*Task details:* Convert every line of the items below into a JSON list of strings, one string per line, leaving out blank lines.

Rows of an object-pointing dataset:
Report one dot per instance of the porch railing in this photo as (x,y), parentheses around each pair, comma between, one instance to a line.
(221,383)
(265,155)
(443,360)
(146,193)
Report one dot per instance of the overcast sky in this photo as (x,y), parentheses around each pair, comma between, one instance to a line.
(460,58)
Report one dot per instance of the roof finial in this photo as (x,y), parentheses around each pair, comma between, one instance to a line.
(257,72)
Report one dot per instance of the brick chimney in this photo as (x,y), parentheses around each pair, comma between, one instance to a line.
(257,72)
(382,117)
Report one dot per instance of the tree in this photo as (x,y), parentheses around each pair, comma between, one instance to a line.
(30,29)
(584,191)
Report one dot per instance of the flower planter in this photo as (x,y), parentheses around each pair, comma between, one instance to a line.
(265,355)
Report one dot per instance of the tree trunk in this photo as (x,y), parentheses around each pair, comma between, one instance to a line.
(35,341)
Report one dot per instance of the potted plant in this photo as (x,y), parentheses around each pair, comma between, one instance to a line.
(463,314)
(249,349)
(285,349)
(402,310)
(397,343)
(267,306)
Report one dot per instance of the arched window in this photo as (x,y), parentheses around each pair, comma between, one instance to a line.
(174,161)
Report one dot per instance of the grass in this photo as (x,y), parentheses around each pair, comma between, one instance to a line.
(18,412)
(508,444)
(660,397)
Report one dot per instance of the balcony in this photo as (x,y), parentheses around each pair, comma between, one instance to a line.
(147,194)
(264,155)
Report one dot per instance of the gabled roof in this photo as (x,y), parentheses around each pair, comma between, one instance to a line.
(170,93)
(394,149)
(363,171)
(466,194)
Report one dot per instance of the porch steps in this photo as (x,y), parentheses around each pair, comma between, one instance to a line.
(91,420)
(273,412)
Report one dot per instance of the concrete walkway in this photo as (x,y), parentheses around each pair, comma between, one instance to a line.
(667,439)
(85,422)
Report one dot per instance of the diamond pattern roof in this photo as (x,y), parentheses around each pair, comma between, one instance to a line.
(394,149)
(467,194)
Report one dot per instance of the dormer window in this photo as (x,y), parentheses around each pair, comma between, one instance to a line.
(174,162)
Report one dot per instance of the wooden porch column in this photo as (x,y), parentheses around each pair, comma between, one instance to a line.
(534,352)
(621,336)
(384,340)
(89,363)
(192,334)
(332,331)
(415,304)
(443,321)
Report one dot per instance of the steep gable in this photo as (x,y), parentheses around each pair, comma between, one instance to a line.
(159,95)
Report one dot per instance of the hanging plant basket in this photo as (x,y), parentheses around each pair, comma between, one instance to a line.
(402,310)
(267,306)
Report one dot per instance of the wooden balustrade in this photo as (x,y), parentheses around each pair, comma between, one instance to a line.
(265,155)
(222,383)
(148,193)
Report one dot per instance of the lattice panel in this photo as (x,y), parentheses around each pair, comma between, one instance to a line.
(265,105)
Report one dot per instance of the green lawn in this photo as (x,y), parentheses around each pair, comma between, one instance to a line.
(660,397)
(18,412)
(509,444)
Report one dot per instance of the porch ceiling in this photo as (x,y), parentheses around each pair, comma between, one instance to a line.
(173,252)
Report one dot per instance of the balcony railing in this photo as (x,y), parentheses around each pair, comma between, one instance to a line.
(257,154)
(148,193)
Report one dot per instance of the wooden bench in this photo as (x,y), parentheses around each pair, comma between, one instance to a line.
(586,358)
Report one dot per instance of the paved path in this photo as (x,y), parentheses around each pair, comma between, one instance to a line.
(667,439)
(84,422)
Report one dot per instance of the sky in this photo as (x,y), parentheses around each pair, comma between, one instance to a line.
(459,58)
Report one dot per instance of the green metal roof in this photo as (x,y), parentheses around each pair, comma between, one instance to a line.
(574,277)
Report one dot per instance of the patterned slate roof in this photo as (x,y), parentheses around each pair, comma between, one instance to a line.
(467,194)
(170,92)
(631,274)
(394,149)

*Answer below:*
[
  "Report one dot per instance of the porch railing in this photo as (x,y), parentheses around each pair, comma between, one instance to a line.",
  "(221,383)",
  "(265,155)",
  "(443,360)",
  "(146,193)",
  "Report one dot per instance of the overcast sky in this photo as (x,y), parentheses around each pair, comma between, one instance to a line.",
  "(460,58)",
  "Report one dot per instance of the roof finial in this photo as (x,y), parentheses around each pair, comma between, one instance to a line.",
  "(257,72)",
  "Report one dot per instance of the brick chimney in this photo as (x,y), parentheses around each pair, comma between, one instance to a line.",
  "(257,72)",
  "(382,117)",
  "Report one dot per instance of the tree in this photo as (x,y), parentheses around each pair, comma between, one instance to a line.",
  "(30,29)",
  "(584,191)",
  "Report one dot per instance of the flower planter in this photo as (x,y), parentheses around each pair, comma between, one instance to a line.",
  "(265,355)",
  "Report one dot per instance of the tree trunk in this photo as (x,y), parentheses around each pair, comma between, one instance to a line.",
  "(35,341)",
  "Report one dot per instance of the potted plant in this photo as (x,y), parentheses around each pair, comma between, one instance to a line.",
  "(463,314)",
  "(249,349)",
  "(285,349)",
  "(402,310)",
  "(397,343)",
  "(267,306)",
  "Report one dot per instance of the arched window in this photo as (x,y), parentheses around each pair, comma between, one instance to a line.",
  "(174,161)",
  "Report one dot per instance of the grass in this photo as (x,y), parentheses around each pair, comma between, one instance to a line.",
  "(18,412)",
  "(508,444)",
  "(660,397)",
  "Report one dot per instance of the balcony in this photo as (x,y), parentheses around each pair, comma between, one instance to a line.",
  "(147,194)",
  "(264,155)",
  "Report one dot per instance of the gabled roof in this photo as (x,y), parentheses around each pair, comma between, one instance to a line.",
  "(170,93)",
  "(394,149)",
  "(363,171)",
  "(466,194)",
  "Report one dot per instance of the porch steps in this photo as (x,y), parentheses around each pair, comma between, one instance to a line.",
  "(91,420)",
  "(273,412)",
  "Report one dot per instance of the concrete walkway in this photo as (x,y), parentheses around each pair, comma between, one instance to a line.",
  "(667,439)",
  "(85,422)",
  "Report one dot per instance of the diamond pattern roof in this photo as (x,y), parentheses around each pair, comma between, one instance to a line.",
  "(394,149)",
  "(467,194)",
  "Report one dot per instance of the dormer window in this photo as (x,y), parentheses around each pair, comma between, one instance to a line.",
  "(174,162)",
  "Report one dot per instance of the wooden porch column in this photo as (x,y), parentheses around each pair, comma between, one instance to a line.",
  "(534,352)",
  "(621,336)",
  "(384,340)",
  "(89,363)",
  "(192,334)",
  "(332,331)",
  "(415,304)",
  "(443,321)",
  "Report one dot per instance of the steep gable in this photo as (x,y), parentheses around each pair, comma between, one instance to a line.",
  "(159,95)",
  "Report one dot per instance of the hanging plant basket in this photo as (x,y), parentheses around each pair, comma between, one instance to a line.",
  "(402,310)",
  "(267,306)",
  "Report one dot per instance of the wooden balustrade in this photo as (x,y), parentheses around each pair, comma between, one instance to a line.",
  "(265,155)",
  "(222,383)",
  "(148,193)",
  "Report one dot per instance of the lattice panel in this photo as (x,y), parentheses around each pair, comma between, one instance to a line.",
  "(265,105)",
  "Report one dot per instance of the green lawn in this photo as (x,y), parentheses around each pair, comma between, one instance to a line.",
  "(660,397)",
  "(18,412)",
  "(509,444)",
  "Report one dot per instance of the porch ceiling in this photo as (x,y), parentheses around each pair, comma between, one instance to a line.",
  "(173,252)",
  "Report one dot per instance of the balcony railing in this photo as (x,y), parentheses around each pair, comma between, one instance to a line.",
  "(257,154)",
  "(148,193)",
  "Report one dot per instance of the wooden bench in this photo as (x,y), parentheses around each pair, comma between, one instance to a line.",
  "(586,358)",
  "Report one dot per instance of the paved path in this photo as (x,y), parentheses around each pair, comma between, one instance to a line.",
  "(667,439)",
  "(84,422)",
  "Report one dot per instance of the sky in this photo as (x,y), parentheses around each pair, comma between, one instance to a line.",
  "(459,58)",
  "Report one dot per instance of the green metal roof in this photo as (x,y), parentheses around each pair, comma between, one instance to a line.",
  "(574,277)",
  "Report one dot per instance of the patterned slate roof in this photo as (x,y), parentheses around each pair, comma between, one instance to a line.",
  "(467,194)",
  "(170,92)",
  "(631,274)",
  "(394,149)"
]